Exercise details:
Transcribe every line of the records below verbatim, without any alteration.

(Point-based annotation data)

* * *

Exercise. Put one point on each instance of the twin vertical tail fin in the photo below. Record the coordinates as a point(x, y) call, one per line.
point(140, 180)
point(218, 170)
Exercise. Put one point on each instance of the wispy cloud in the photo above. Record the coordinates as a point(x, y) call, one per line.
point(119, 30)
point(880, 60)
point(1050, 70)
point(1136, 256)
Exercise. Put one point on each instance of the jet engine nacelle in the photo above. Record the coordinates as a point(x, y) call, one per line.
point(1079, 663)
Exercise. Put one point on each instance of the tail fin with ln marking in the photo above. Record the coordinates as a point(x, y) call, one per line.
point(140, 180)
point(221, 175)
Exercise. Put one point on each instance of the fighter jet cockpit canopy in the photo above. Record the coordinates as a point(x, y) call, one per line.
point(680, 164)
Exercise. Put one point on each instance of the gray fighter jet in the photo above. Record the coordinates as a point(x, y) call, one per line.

* * *

Problem solution:
Exercise. Put one point on each instance of the twin vertical tail fin in the photo below. Record the coordinates as a point(x, y) call, one per line.
point(140, 180)
point(218, 170)
Exercise. Put one point on each instance of the wispy cloud in the photo above. Record the coordinates as a point(x, y) call, one per line.
point(119, 30)
point(880, 60)
point(1050, 70)
point(1136, 256)
Exercise. Put one point on each instance of the jet engine nacelle in the photo above. Record the coordinates as a point(x, y) call, one per line.
point(1079, 663)
Exercise. Put one point on each instance of the tail fin with ln marking in the photo above. Record the coordinates as a point(x, y) call, one per line.
point(140, 180)
point(221, 175)
Exercise. Put one point on each instance of the fighter jet cockpit canopy in the photo above. Record the coordinates as a point(x, y) call, one per line.
point(680, 164)
Exercise. Put one point on each instance of the gray fighter jet in the photo above. Record the coordinates as a point(x, y) call, one per line.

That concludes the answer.